## Teks Pilihan
X, seorang mahasiswa jurusan PGSD, merasa sangat tertekan dengan beban tugas yang tak kunjung selesai. Setiap malam ia begadang untuk menyelesaikan tugas, dan pagi harinya ia harus mengikuti kuliah yang padat hingga sore. Ia mulai merasa tidak memiliki energi dan motivasi untuk belajar. Setelah berkonsultasi dengan seorang mentor akademik, X belajar untuk mengatur waktu dengan lebih baik dan membagi waktunya untuk istirahat serta berolahraga. Dengan dukungan teman-temannya, ia juga mulai merasa lebih baik secara emosional dan mendapatkan kembali motivasi untuk belajar. Perlahan, nilai dan produktivitas akademiknya meningkat.

(Butir yang tercantum dalam kumpulan data)
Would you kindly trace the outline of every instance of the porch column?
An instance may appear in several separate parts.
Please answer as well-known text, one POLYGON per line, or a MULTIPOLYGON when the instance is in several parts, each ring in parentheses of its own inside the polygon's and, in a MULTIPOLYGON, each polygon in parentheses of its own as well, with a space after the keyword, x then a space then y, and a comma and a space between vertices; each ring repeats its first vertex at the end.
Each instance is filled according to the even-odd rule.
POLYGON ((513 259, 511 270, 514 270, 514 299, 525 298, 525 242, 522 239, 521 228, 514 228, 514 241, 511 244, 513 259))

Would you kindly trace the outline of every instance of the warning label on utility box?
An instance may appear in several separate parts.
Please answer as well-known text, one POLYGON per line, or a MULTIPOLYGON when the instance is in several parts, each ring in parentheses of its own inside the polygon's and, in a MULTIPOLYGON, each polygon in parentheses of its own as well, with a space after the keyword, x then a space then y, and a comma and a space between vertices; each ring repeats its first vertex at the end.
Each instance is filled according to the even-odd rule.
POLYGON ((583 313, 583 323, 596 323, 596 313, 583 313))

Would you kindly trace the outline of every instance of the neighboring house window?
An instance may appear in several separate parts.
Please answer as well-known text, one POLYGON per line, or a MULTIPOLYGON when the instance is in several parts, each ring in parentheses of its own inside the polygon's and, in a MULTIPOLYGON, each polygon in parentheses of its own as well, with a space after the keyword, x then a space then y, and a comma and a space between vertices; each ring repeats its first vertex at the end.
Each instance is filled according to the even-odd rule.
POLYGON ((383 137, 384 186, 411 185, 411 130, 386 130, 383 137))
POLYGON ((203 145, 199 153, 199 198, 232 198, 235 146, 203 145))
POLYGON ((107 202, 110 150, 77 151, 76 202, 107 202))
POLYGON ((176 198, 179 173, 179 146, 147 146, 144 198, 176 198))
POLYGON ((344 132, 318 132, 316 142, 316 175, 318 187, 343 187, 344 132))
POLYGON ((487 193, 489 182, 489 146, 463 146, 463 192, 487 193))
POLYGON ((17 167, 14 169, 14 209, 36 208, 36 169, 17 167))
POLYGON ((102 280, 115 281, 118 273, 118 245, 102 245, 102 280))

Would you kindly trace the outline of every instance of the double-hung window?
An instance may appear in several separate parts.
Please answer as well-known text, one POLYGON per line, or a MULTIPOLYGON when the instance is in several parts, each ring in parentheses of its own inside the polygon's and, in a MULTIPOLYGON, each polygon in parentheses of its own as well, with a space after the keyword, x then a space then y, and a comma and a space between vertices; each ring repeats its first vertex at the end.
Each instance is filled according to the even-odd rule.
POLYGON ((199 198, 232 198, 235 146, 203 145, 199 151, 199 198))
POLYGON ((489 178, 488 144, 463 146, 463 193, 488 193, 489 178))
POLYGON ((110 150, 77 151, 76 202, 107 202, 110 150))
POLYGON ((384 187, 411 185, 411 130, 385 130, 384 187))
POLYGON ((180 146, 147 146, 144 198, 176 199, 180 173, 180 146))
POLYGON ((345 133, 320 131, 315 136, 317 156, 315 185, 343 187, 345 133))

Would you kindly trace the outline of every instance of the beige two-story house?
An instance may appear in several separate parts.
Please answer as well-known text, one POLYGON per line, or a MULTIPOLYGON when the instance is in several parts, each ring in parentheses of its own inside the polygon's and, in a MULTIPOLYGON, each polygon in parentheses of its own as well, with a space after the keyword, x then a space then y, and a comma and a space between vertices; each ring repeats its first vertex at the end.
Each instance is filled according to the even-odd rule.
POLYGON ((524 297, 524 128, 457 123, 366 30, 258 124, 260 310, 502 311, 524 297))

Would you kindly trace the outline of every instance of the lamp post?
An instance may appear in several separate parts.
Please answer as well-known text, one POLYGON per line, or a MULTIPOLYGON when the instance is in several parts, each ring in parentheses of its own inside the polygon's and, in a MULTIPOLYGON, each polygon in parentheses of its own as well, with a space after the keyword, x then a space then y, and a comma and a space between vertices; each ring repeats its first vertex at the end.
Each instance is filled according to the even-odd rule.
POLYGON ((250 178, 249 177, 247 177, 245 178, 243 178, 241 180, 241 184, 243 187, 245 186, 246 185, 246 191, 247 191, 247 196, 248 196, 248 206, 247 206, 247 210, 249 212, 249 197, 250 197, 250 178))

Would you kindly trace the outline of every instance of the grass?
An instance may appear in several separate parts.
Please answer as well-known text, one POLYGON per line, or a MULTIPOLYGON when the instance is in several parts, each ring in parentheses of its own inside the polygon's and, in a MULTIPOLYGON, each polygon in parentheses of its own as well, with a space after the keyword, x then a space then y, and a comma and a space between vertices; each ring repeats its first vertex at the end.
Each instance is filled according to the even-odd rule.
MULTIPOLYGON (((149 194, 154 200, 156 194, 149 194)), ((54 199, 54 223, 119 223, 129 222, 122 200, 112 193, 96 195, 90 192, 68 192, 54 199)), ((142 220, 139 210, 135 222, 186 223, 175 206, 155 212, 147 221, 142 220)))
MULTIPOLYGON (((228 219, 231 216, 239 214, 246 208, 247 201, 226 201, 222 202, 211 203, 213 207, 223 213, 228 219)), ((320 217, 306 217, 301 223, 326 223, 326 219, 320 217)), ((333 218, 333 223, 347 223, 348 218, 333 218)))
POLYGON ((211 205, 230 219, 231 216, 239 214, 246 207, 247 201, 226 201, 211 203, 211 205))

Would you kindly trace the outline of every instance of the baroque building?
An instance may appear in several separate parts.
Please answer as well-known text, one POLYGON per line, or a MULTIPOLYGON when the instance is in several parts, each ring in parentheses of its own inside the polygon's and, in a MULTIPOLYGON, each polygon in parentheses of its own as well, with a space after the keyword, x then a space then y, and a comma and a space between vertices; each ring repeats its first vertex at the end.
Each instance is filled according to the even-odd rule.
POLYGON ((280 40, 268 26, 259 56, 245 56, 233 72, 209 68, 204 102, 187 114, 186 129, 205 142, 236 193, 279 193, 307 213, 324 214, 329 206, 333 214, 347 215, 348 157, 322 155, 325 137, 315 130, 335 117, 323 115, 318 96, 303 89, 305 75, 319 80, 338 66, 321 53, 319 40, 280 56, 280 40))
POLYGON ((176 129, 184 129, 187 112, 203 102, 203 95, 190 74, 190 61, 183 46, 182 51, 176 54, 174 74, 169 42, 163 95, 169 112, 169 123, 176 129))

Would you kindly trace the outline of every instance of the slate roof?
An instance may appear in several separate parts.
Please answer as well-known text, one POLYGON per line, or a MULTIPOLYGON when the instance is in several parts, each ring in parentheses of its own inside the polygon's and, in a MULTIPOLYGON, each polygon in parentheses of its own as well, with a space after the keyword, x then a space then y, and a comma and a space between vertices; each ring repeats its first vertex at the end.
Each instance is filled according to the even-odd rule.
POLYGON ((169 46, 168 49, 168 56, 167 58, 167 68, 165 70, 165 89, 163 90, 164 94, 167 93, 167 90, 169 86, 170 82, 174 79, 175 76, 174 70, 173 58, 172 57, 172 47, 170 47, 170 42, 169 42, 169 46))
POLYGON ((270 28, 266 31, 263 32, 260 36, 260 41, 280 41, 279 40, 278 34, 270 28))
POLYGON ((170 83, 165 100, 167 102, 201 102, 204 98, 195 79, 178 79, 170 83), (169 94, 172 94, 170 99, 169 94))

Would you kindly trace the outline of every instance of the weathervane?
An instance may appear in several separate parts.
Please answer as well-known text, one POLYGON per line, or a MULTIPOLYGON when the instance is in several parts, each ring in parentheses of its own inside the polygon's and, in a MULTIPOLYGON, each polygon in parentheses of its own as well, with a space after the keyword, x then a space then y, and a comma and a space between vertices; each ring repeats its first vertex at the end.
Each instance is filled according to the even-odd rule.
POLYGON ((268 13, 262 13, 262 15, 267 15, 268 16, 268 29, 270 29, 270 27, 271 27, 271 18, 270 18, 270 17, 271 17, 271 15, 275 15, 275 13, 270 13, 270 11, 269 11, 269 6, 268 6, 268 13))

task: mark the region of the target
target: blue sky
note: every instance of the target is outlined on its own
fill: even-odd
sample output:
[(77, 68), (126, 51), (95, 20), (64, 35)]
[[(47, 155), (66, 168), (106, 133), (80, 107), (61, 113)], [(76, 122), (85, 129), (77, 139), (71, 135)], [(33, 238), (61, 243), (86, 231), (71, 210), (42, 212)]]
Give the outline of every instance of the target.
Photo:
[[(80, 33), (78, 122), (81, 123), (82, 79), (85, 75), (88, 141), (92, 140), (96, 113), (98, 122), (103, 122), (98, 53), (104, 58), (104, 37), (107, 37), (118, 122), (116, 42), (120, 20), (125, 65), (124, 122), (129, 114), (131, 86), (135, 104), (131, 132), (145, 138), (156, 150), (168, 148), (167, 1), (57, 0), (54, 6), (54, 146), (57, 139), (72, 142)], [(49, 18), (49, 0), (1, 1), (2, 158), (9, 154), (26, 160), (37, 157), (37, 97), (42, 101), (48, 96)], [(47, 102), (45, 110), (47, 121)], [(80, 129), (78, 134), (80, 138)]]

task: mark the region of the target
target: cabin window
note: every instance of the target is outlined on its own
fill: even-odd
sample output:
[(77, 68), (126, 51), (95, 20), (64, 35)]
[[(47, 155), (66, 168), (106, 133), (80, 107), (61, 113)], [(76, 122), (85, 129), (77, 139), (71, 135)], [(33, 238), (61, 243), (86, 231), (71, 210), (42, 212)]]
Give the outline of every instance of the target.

## Tugas dan Latihan
A. Tolong kutip persis bagian teks tentang mahasiswa PGSD yang dimulai dengan "X, seorang mahasiswa" dan berlanjut sampai "produktivitas akademiknya meningkat.".
B. Tentukan apakah setiap pernyataan berikut sesuai dengan teks tentang mahasiswa PGSD. Jawab ya atau tidak, lalu kutip kata-kata teks yang menjadi penentunya.
(i) X mengikuti kuliah yang padat hingga sore hari.
(ii) X mendapatkan kembali motivasi belajar tanpa dukungan siapa pun.
(iii) Nilai akademik X menurun.

## Jawaban Latihan
A.
X, seorang mahasiswa jurusan PGSD, merasa sangat tertekan dengan beban tugas yang tak kunjung selesai. Setiap malam ia begadang untuk menyelesaikan tugas, dan pagi harinya ia harus mengikuti kuliah yang padat hingga sore. Ia mulai merasa tidak memiliki energi dan motivasi untuk belajar. Setelah berkonsultasi dengan seorang mentor akademik, X belajar untuk mengatur waktu dengan lebih baik dan membagi waktunya untuk istirahat serta berolahraga. Dengan dukungan teman-temannya, ia juga mulai merasa lebih baik secara emosional dan mendapatkan kembali motivasi untuk belajar. Perlahan, nilai dan produktivitas akademiknya meningkat.

B.
(i) Ya: "pagi harinya ia harus mengikuti kuliah yang padat hingga sore"
(ii) Tidak: "Dengan dukungan teman-temannya, ia juga mulai merasa lebih baik secara emosional dan mendapatkan kembali motivasi untuk belajar"
(iii) Tidak: "Perlahan, nilai dan produktivitas akademiknya meningkat"